**Stated exercise:**
Please rewrite the records from the start to the line with "xmin=249 ymin=150 xmax=368 ymax=230", both included, copying every line but multiplying each bounding-box coordinate under "output:" by 2.5 and rounding to whole numbers, halves up. Leave the sample coordinates on the "instruction:" lines unchanged, and give only those lines.
─── Provided data
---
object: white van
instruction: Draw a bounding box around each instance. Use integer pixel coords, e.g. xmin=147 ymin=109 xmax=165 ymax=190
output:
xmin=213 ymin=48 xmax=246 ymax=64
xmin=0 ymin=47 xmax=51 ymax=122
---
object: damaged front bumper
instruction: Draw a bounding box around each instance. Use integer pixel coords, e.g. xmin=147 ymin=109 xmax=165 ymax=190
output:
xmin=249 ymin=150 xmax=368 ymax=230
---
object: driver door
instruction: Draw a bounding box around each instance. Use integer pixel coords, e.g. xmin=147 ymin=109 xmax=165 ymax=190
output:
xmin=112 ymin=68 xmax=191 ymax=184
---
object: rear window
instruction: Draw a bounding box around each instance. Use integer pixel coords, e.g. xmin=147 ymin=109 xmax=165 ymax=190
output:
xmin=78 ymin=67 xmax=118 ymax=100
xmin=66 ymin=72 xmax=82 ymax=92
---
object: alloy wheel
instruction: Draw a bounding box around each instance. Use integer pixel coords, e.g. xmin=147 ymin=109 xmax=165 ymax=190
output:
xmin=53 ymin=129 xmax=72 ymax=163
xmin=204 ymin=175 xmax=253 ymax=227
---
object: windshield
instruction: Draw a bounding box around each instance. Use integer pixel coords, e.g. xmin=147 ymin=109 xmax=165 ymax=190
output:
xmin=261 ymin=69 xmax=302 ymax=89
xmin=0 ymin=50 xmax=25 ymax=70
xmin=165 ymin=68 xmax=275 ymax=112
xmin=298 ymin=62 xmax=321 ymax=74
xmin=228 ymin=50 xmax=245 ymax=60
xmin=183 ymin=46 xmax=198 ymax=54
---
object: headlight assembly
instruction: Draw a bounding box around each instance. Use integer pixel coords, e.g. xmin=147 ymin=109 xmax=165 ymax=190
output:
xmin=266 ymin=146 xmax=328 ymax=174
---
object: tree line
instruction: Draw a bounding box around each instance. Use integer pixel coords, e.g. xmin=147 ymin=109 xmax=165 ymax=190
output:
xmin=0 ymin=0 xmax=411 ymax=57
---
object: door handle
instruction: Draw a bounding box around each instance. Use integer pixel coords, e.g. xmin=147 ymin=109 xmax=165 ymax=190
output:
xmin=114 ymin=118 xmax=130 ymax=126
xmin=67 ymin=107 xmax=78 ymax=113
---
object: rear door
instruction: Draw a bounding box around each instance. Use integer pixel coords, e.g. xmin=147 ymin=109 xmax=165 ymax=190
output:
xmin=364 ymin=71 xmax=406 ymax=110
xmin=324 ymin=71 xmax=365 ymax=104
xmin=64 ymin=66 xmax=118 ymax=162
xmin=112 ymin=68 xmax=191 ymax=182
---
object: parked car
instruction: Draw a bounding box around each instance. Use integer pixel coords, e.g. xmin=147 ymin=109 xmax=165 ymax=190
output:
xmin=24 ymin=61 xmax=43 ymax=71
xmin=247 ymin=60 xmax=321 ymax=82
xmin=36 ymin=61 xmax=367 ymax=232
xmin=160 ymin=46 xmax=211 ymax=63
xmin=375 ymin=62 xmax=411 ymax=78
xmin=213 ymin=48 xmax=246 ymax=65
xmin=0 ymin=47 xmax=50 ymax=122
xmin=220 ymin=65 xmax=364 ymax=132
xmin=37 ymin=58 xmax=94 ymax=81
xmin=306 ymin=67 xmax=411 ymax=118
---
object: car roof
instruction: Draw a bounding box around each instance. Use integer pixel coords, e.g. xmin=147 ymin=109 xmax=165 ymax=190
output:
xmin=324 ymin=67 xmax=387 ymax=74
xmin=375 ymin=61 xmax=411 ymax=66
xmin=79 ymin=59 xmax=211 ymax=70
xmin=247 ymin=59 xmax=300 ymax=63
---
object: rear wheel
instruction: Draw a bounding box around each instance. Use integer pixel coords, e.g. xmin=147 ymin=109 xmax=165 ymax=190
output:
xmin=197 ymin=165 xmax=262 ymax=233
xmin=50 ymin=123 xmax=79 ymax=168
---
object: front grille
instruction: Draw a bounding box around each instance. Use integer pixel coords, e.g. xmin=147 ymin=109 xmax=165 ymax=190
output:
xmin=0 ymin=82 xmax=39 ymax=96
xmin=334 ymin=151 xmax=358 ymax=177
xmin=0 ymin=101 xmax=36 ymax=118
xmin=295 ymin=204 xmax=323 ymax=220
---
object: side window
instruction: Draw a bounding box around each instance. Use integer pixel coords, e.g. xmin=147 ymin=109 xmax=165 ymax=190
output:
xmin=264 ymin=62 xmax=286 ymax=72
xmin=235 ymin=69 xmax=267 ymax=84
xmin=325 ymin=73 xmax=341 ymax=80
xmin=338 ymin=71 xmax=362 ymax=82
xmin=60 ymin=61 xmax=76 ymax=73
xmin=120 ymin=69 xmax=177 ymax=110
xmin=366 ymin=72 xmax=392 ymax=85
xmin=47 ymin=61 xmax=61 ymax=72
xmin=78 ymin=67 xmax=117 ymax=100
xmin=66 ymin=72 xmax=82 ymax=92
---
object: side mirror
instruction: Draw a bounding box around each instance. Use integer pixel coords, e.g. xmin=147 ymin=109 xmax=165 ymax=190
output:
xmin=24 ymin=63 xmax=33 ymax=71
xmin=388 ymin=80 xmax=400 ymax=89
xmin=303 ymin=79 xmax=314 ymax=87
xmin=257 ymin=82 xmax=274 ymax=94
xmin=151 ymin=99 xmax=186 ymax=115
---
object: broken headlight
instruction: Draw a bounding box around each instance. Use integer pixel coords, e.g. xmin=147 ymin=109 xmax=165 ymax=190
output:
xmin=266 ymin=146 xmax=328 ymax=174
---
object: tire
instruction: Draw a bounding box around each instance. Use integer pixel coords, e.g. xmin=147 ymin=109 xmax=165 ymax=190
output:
──────
**Finished answer:**
---
object: white van
instruction: Draw a bounding box around each instance. Use integer pixel coords, e.g. xmin=147 ymin=109 xmax=165 ymax=190
output:
xmin=533 ymin=120 xmax=615 ymax=160
xmin=0 ymin=118 xmax=128 ymax=305
---
object: damaged front bumper
instruction: Draw a bounding box around each instance. Use integer pixel coords, e.g. xmin=147 ymin=109 xmax=165 ymax=190
output:
xmin=623 ymin=375 xmax=920 ymax=575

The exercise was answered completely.